• Entries shown
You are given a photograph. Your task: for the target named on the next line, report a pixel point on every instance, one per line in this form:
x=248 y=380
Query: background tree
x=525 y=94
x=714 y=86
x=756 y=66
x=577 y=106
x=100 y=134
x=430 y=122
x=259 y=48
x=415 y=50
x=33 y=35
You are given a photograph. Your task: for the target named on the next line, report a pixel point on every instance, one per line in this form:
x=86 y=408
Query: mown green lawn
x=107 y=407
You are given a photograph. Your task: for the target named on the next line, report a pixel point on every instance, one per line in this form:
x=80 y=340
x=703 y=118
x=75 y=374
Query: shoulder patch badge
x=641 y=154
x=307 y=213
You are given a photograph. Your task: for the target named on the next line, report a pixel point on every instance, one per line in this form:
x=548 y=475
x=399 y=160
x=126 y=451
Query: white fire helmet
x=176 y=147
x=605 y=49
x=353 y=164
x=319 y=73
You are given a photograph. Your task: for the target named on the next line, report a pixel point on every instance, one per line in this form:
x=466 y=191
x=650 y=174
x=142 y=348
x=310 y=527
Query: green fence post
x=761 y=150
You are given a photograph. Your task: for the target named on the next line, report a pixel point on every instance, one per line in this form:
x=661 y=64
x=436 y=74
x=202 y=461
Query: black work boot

• Written request
Revise the records above by changing every "pixel point" to "pixel location", and reproduce them with nothing else altered.

• Reply
You are given a photograph. Your task: for the target named on the next line, report a pixel location on every instance, one per line in this form:
x=248 y=380
Query: background tree
x=525 y=94
x=714 y=86
x=756 y=66
x=577 y=106
x=100 y=134
x=430 y=122
x=259 y=48
x=415 y=50
x=33 y=35
You are given a photograph. Your task: for the target named on the next line, report a pixel location on every instance, one per line in this form:
x=86 y=408
Query: mown green lawn
x=107 y=407
You are given a photograph. Your task: for the target named on the next line, report a pixel location on every instance, one per line in this form:
x=80 y=340
x=703 y=118
x=75 y=374
Query: shoulder patch badge
x=641 y=154
x=307 y=213
You are given a photograph. Your task: for the target named on the next line, report a pixel location on every instance, one per line in this form:
x=548 y=475
x=399 y=160
x=126 y=451
Query: white fire helmet
x=176 y=147
x=605 y=49
x=353 y=164
x=319 y=73
You are given a photograph. Your task: for the target named on the next line, report a pixel location on every instance, one per line in this form:
x=466 y=191
x=650 y=174
x=142 y=348
x=310 y=527
Query: green fence post
x=761 y=150
You are given a photograph. Your task: for the target named on the next line, report a pixel location on every instance, one per line in this form:
x=661 y=64
x=436 y=74
x=202 y=461
Query: black work boot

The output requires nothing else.